■ **Task instructions**: Continue the passage on password attacks from its last sentence.

■ **Passage provided**:
____________
Credential stuffing attacks can be particularly damaging if the attackers perform malicious activities for a long time without the consent and awareness of the user. By the time the user has realized it, large damage that is not easily repairable might have been done.
Rainbow table attacks
Rainbow tables are the precomputed tables containing the hash values used to crack passwords. Rainbow table attacks can be used to crack hashes of passwords that have been hashed using a variety of hashing algorithms, including MD5, SHA-1, and NTLM. Attackers can quickly look up the corresponding plaintext for a given hash without executing the computationally intensive process of hashing all possible plaintexts and comparing the result with the target hash.
Password spraying is applying one common password to too many accounts. Here, the attacker tries several commonly used passwords against many accounts instead of trying all the possible combinations of characters. Password spraying attacks are often successful as many people use the same password for multiple accounts. They provide attackers access to many accounts with a relatively low level of effort by trying a small number of common passwords against many accounts
This approach also lets attackers escape lockout policies that restrict the number of password attempts. Single sign-on (SSO) and cloud-based apps that use federated authentication are the common targets of this type of attack.
(Learn how to detect password spraying attacks.)
Brute force attacks on RDP connections
With the switch to pandemic-era work-from-home for many employees, the use of remote desktop protocol (RDP) connections has increased significantly. With this increase, brute force attacks on RDP connections have also increased. If attackers can correctly guess the password to a remote RDP connection, they can spread laterally throughout the network, injecting malware.
____________
Stored data entries:
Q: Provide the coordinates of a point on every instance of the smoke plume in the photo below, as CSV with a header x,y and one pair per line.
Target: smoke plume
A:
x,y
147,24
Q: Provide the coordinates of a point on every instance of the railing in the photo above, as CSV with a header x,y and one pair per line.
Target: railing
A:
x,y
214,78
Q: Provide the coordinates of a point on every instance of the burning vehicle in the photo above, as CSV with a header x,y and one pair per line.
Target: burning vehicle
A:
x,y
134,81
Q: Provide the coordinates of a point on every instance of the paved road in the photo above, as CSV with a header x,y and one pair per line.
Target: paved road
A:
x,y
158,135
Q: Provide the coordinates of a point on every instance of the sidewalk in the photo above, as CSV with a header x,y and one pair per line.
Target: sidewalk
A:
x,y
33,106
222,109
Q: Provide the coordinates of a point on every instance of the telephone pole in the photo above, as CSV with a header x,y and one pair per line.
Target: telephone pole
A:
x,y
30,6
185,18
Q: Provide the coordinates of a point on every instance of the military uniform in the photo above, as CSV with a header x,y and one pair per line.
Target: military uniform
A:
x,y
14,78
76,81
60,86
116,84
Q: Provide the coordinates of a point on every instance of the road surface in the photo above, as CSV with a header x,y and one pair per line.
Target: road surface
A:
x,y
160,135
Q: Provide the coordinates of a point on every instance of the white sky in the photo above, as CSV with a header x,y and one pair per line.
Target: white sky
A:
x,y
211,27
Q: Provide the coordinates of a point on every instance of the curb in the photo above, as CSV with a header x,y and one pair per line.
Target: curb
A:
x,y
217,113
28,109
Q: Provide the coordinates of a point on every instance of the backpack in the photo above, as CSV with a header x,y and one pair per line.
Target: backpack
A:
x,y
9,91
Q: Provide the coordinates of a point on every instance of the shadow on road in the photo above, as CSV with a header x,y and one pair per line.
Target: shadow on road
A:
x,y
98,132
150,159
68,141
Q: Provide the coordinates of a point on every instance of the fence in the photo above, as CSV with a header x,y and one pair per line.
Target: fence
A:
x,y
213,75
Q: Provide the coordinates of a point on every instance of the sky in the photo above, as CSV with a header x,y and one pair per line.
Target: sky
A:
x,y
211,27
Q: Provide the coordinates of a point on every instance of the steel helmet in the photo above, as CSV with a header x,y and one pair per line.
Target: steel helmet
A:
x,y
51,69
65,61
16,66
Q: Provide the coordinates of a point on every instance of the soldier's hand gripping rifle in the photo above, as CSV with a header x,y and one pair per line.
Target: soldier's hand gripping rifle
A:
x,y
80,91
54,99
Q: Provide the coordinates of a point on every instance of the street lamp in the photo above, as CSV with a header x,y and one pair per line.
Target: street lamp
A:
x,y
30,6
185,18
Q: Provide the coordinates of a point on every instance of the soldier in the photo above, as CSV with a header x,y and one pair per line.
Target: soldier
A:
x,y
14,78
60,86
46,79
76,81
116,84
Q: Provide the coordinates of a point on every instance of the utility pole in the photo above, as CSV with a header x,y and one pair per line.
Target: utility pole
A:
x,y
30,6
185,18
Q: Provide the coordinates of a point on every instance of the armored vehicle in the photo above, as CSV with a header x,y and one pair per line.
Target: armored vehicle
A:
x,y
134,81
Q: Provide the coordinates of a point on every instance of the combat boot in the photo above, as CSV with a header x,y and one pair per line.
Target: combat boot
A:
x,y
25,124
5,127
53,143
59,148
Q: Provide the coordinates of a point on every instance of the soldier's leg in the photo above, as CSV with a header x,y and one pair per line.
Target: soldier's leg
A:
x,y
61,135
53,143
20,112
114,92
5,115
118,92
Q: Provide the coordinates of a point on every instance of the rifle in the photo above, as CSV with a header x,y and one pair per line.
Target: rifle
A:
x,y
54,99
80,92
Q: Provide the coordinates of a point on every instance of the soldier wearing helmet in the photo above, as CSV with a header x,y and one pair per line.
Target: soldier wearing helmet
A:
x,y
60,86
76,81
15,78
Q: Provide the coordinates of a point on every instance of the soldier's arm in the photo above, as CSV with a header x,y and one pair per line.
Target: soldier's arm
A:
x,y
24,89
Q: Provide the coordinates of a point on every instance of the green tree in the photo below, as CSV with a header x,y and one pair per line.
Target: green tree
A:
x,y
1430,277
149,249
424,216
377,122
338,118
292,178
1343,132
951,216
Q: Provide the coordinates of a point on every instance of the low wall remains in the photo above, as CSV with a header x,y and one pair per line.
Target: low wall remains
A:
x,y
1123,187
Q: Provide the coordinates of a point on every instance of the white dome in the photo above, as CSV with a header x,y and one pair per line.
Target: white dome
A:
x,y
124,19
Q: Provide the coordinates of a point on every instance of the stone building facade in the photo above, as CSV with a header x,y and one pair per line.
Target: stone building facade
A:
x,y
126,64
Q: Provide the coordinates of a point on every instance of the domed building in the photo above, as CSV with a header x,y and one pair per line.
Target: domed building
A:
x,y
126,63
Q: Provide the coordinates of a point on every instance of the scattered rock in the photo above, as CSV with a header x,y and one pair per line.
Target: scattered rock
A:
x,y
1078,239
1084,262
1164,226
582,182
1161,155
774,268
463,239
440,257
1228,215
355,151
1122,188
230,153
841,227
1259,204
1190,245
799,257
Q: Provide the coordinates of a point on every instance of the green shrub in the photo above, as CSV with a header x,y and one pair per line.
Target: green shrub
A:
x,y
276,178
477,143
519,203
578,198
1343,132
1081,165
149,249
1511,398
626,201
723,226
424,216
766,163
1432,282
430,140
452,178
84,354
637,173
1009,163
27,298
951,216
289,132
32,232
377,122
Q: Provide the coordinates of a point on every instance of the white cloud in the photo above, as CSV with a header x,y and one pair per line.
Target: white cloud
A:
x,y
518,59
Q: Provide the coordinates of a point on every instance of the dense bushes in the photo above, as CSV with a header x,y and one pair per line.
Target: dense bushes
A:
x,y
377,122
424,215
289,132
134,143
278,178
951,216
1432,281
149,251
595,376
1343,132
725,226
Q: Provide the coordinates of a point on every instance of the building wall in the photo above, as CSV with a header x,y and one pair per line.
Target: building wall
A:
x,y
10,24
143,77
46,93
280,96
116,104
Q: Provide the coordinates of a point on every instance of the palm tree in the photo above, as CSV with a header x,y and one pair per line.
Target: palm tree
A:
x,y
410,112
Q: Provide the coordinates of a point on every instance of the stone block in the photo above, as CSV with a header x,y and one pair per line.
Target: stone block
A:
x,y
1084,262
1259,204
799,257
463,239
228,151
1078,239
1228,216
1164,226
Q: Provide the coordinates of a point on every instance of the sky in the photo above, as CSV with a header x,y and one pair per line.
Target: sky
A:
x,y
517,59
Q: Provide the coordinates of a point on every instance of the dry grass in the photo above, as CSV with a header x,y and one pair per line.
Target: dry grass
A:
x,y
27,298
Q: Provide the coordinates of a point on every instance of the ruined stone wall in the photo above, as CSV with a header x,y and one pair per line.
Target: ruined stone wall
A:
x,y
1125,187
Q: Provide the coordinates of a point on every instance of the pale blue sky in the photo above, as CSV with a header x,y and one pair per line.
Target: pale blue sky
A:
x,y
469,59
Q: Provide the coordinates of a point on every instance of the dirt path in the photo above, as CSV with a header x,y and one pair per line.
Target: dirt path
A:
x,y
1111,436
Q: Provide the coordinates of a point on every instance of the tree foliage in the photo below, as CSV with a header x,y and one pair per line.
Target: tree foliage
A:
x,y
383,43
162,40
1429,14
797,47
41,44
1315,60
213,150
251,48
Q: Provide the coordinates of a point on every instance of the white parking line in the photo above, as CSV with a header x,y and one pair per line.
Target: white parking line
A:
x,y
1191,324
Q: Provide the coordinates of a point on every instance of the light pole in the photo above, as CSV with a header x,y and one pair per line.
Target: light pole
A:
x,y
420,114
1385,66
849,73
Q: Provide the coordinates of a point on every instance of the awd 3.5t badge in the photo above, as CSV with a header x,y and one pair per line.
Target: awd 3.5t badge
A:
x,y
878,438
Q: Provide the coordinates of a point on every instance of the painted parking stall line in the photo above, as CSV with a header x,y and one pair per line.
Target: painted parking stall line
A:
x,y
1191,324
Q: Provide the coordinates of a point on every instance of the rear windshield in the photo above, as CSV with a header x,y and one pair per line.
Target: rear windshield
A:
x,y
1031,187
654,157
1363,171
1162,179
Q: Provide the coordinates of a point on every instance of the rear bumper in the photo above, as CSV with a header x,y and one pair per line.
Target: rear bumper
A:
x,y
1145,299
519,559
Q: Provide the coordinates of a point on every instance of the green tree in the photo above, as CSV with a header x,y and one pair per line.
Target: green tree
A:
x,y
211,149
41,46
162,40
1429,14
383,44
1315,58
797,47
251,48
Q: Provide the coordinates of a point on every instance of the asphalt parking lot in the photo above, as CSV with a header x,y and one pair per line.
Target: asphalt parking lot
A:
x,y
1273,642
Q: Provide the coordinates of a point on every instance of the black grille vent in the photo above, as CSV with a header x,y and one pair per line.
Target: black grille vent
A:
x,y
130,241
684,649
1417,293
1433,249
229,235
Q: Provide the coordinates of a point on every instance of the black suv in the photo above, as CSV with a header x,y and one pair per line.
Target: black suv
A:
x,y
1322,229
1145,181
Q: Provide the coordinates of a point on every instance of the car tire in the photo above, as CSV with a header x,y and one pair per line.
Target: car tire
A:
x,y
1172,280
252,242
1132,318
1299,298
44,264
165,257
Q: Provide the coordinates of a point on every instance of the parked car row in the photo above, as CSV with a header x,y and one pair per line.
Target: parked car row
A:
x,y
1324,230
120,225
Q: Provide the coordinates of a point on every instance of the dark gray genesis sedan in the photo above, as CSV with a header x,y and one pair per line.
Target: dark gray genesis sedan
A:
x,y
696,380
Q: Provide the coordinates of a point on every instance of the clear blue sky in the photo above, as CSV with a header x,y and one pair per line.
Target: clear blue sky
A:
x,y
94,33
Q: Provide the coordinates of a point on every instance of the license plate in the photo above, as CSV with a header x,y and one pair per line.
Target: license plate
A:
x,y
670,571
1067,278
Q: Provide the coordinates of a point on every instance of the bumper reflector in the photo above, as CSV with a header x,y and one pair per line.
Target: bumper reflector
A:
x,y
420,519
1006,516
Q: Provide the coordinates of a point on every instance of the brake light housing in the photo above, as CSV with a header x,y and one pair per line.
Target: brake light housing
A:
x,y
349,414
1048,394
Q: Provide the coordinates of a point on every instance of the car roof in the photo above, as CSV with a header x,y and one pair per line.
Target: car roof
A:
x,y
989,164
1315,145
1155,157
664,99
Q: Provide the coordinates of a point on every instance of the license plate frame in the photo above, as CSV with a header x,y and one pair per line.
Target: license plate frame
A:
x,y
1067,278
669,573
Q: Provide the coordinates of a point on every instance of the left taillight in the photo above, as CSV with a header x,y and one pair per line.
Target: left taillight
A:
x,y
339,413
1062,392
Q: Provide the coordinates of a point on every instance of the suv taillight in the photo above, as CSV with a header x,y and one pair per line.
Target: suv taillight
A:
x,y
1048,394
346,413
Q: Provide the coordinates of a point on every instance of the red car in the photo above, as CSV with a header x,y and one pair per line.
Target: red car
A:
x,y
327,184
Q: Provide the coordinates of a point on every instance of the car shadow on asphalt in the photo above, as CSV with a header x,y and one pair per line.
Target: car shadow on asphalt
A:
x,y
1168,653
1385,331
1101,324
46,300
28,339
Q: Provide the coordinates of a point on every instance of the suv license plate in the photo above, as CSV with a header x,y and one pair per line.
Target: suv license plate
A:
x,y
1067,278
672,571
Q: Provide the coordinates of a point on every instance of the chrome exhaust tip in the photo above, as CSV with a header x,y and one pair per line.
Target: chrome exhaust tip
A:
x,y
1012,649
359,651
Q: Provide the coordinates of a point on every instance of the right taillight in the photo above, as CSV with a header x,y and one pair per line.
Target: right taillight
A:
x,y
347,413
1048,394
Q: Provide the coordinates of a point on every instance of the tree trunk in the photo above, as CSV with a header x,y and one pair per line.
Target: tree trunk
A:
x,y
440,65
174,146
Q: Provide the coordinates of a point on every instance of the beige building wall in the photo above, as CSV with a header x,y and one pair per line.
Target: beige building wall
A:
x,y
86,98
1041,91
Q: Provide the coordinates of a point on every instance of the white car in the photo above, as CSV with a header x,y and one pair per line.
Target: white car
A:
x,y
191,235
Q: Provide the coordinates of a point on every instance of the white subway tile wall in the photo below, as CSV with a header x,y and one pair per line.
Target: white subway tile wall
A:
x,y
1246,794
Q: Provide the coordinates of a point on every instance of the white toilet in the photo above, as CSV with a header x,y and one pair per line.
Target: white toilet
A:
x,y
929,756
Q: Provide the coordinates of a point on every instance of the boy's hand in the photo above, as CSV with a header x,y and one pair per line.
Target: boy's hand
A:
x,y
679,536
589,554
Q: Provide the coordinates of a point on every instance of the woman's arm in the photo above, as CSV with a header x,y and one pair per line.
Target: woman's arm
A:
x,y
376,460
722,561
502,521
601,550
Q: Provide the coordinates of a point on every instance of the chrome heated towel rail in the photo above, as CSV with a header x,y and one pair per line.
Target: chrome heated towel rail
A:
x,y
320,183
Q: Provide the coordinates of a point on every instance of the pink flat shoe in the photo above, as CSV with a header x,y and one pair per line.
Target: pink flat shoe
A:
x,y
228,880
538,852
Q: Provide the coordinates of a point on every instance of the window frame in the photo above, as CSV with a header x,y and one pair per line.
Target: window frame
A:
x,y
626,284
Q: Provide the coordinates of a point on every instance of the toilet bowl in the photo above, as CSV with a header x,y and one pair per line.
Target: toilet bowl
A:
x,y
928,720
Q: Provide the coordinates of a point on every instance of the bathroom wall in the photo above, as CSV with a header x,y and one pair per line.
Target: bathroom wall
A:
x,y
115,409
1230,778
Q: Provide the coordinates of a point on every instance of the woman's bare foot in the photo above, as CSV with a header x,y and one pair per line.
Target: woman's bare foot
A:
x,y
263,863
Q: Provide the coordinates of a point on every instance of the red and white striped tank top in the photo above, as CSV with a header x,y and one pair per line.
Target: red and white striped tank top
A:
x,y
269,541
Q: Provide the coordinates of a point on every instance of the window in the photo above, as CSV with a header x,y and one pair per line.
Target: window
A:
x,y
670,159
____________
■ **Result for this task**:
Preventing brute force attacks
You’ll never be 100% protected from brute force. Still, lots of protection is better than none. Here are some ways you can prevent BF attacks.
Use strong and unique passwords
You must use strong, unique passwords that are not based on words or phrases in a dictionary. Strong passwords should be at least eight characters long and contain a mix of upper and lowercase letters, numbers, and special characters.
- Avoid using common words or personal information in your passwords, as they can be easily guessed.
- Ignore the most common passwords.
- Implement policies to reject weak passwords and enforce users to change their passwords frequently.
See what our SURGe team thinks about whether to use password managers (hint: YES), even in light of recent breaches:
Enable multi-factor authentication (MFA)
MFA provides an extra layer of security to your accounts by requiring you to provide more than one form of authentication in addition to your password. This could be a code sent to your phone, a biometric scan or a security token.
Regularly monitor login activity
Keep track of login activities, like the number of failed login attempts and the failed IP addresses of users and locations. Regular monitoring helps organizations identify and respond to brute force attacks before and as they are happening.
Limit the number of login attempts made within a certain period and lock down the account after a certain number of login attempts. This makes it more difficult for the attacker to guess the password.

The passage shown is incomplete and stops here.